# [CONSIGNE]
D'après l'entretien sur les chansons des Aristochats, quelle chanson a été écartée au profit de « Tout le Monde Veut Devenir Un Cat » ?

-------- TEXTE FOURNI --------

A quel stade de la production du film avez-vous écrit ce générique?

A partir du moment où nous avons connu l'histoire. Nous savions qu'il s'agissait de chats vivant dans une grande maison où ils étaient choyés et gâtés. Nous sommes donc partis de là. Nous nous sommes bien gardés de parler d'Edgar et du kidnapping et nous nous sommes concentrés sur cette vie très particulière que mènent les Aristochats.

Comment s'est passée la création des Gammes et des Arpèges?

Toute personne qui étudie la musique doit en passer par là. Les arpèges sont des accords dont on égraine chaque notre, tandis que les gammes sont les différentes notes de l'instrument. Mais cette chanson parle avant tout de cette maman qui élève et surveille ses petits afin qu'ils excellent dans ce qu'ils font. Et s'ils veulent devenir de bons musiciens, ils doivent apprendre leurs gammes et leurs arpèges. C'est la même chose pour un peintre car il doit savoir tracer des traits précis et mélanger ses couleurs. Le côté amusant de cette chanson, c'est que nous l'avons précisément écrite à partir de gammes et d'arpèges de sorte que les chatons jouent ce qu'ils chantent et chantent ce qu'ils jouent!



Que vouliez-vous exprimer à travers cette chanson ?

Nous voulions souligner le fait que les chatons font bien leurs devoir et apprennent à devenir des chats raffinés et élégants, pas des chats de gouttière! Ce sont des chats qui jouent de la musique et peignent. Il fallait faire passer cette chose incroyable en lui apportant une touche d'élégance. De cette façon, cette chanson participe à la définition de leur personnalité.

Pouvez-vous nous parler d'une des chansons qui ont été supprimées ?

Nous en avions écrit une qui s'appelait Le Jazz Hot. Nous l'adorions, mais ils lui ont préféré Tout le Monde Veut Devenir Un Cat. Ce fut un changement arbitraire. D'autres chansons leur ont été soumises après que nous avons quitté le Studio et ce sont celles là qu'ils ont choisies. Il y a souvent beaucoup de chansons supprimées comme cela dans la création d'un film! Je me souviens que sur Mary Poppins nous avions composé 35 chansons et que seules 14 ont été finalement gardées!

Certaines chansons sont aussi supprimées parce que l'histoire a changé.

Absolument. A un certain moment, il y avait un personnage du nom d'Elvira. C'était la cuisinière. Edgar voulait l'épouser car elle devait également hérité de Madame Bonnefamille. Cela faisait aussi partie de ses plans. Nous avions écrit un duo très amusant, assez fou, mais très vite, ce personnage a été abandonné. Il n'était pas indispensable.

Après avoir écrit vos chansons, que se passe-t-il ?

-------- ENREGISTREMENTS --------

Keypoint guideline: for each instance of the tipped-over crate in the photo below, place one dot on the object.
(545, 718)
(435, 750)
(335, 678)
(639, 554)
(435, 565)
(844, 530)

--------

# [RÉPONSE]
Le Jazz Hot.